• _Dataset content_:
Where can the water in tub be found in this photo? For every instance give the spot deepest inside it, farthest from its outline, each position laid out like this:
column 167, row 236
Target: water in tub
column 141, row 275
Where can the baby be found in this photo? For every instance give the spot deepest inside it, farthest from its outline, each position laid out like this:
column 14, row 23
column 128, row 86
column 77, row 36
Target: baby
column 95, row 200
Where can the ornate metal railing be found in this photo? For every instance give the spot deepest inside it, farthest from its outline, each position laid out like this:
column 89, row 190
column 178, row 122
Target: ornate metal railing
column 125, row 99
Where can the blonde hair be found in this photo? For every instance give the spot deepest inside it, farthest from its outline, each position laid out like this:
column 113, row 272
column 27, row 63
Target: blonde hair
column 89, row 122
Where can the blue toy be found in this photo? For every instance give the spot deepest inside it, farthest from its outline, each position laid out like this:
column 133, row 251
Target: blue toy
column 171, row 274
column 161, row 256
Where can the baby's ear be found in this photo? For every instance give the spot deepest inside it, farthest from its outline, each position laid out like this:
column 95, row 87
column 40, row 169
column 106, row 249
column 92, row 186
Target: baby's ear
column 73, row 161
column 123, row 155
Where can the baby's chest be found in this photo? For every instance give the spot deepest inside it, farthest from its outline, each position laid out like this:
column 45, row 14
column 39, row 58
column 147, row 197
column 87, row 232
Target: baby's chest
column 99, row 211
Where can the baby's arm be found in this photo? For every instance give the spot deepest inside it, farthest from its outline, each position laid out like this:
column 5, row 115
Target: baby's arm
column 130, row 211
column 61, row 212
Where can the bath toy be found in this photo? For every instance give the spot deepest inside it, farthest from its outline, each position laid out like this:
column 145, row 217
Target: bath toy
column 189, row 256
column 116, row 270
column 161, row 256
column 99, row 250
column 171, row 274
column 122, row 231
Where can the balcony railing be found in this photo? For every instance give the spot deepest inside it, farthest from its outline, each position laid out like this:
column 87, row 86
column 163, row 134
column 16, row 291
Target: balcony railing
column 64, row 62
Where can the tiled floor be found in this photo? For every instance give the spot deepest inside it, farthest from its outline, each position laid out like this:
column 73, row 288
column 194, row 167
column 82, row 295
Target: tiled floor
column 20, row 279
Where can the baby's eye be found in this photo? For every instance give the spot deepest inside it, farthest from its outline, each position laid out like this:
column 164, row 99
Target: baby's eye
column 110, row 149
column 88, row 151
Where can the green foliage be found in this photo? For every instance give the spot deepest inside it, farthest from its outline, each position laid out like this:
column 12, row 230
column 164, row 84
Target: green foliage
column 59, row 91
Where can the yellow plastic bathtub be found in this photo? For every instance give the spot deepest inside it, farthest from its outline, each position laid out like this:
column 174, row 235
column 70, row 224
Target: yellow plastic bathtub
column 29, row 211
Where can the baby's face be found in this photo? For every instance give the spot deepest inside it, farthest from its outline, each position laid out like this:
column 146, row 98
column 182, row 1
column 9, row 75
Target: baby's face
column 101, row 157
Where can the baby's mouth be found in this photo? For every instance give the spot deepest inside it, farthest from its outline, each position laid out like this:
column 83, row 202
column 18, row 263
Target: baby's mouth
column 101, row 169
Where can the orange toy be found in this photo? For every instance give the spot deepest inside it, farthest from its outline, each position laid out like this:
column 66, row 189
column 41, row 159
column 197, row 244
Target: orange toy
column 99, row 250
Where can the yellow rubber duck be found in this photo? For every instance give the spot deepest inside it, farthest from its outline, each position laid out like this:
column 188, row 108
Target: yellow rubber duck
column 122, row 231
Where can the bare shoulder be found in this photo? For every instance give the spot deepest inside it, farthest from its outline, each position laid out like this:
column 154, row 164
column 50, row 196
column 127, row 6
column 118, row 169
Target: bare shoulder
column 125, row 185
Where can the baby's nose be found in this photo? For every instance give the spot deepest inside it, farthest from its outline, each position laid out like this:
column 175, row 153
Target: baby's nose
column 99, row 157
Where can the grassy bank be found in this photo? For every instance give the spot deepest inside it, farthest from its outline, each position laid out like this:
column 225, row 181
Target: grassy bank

• _Task description_: Express the lines of the listing as a JSON list of strings, one string per line with blank lines omitted, starting at the line containing "Where can the yellow plastic" and ending at the line containing "column 101, row 169", both included.

• _Output_:
[
  "Where can the yellow plastic bathtub be found in this photo? For every instance give the spot deepest inside it, farthest from its outline, each position laid out like this:",
  "column 174, row 235",
  "column 70, row 224",
  "Target: yellow plastic bathtub",
  "column 29, row 211",
  "Where can the baby's face be found in this photo? For every instance give the spot deepest inside it, farthest from its outline, each position laid out like this:",
  "column 146, row 98",
  "column 182, row 1",
  "column 9, row 75",
  "Target: baby's face",
  "column 101, row 157",
  "Where can the baby's mouth be found in this photo? For every instance give the spot deepest inside it, farthest from its outline, each position laid out like this:",
  "column 83, row 202",
  "column 18, row 263",
  "Target: baby's mouth",
  "column 101, row 169"
]